>>>>
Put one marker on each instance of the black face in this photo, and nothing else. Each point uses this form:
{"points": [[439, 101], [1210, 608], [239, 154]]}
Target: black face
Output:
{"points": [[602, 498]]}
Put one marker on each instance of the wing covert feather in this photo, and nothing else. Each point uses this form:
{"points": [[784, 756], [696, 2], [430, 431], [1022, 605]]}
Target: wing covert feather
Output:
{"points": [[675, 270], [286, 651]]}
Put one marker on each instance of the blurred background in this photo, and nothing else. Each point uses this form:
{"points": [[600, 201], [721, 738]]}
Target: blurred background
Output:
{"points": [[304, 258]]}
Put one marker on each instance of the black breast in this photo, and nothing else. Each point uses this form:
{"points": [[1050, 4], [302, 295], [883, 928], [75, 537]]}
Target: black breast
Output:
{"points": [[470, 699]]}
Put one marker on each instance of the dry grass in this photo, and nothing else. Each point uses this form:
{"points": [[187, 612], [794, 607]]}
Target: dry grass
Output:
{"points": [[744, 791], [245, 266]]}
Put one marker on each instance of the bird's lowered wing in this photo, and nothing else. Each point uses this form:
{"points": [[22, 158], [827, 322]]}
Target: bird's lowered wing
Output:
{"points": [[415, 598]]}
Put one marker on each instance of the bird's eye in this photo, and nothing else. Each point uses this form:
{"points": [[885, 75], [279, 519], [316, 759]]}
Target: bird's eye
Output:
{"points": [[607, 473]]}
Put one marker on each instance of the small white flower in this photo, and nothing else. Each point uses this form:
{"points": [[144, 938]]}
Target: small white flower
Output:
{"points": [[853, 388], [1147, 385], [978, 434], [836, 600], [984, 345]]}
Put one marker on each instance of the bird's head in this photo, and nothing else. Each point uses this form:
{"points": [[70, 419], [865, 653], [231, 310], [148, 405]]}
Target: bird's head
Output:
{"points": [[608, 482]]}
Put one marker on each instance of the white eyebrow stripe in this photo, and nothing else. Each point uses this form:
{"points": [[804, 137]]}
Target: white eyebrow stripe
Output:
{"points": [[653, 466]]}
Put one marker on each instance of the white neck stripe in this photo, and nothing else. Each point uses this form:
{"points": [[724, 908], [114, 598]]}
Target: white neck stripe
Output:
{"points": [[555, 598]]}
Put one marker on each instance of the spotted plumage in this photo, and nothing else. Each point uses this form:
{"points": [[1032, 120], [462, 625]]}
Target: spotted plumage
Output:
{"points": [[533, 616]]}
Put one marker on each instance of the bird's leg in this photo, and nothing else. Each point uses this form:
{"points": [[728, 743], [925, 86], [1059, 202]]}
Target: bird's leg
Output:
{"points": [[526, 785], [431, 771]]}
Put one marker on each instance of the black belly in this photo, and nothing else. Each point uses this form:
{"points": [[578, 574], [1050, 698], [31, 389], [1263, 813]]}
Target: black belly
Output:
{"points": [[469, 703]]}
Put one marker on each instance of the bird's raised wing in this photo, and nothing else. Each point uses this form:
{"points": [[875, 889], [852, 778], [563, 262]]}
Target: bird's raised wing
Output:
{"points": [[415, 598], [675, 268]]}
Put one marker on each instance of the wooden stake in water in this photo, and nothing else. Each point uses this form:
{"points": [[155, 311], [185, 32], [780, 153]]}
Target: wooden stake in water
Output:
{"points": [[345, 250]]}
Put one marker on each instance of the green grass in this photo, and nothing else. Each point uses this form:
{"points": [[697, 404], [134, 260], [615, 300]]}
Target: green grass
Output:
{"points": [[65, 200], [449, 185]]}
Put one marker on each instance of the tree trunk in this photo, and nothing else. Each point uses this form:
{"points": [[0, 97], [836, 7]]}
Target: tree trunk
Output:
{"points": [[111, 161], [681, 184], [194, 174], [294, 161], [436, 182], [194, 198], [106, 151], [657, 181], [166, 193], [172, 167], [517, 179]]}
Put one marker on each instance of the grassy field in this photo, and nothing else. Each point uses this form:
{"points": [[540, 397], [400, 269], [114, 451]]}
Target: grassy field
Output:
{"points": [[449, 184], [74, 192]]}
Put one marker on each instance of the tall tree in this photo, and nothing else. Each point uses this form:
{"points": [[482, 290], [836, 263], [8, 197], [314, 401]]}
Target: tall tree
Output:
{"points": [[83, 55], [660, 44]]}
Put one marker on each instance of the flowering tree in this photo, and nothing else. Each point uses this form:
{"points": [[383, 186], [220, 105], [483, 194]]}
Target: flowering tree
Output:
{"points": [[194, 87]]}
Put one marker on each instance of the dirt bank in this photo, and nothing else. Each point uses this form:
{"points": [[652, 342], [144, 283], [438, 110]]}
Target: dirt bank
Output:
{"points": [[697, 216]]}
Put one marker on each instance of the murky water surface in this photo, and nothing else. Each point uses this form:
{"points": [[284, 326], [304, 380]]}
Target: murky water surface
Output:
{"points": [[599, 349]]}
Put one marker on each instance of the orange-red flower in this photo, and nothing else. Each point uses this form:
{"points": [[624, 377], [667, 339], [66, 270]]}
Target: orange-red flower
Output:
<<<<
EXERCICE: Recopiez le passage qui va de la ligne contenant « Put one marker on each instance of the dirt » jusqu'à la fin des entrées, ces deux bornes comprises et consignes incluses. Décalez de 36 chaque coordonnée des points donnés dans les réponses, sans toucher à celles des modèles de format.

RÉPONSE RÉDIGÉE:
Put one marker on each instance of the dirt bank in this photo, and nothing else. Each point uses this form:
{"points": [[652, 342], [144, 283], [438, 110]]}
Target: dirt bank
Output:
{"points": [[733, 252]]}
Put one marker on each instance of the murky water surface in this photo, and nothing else. Each point uses this form:
{"points": [[284, 326], [304, 380]]}
Target: murky water surface
Output:
{"points": [[635, 385]]}
Put one marker on each instance of the orange-red flower in this photo, and nothing else. Each point uses this form:
{"points": [[624, 377], [667, 339], [66, 270]]}
Target: orange-red flower
Output:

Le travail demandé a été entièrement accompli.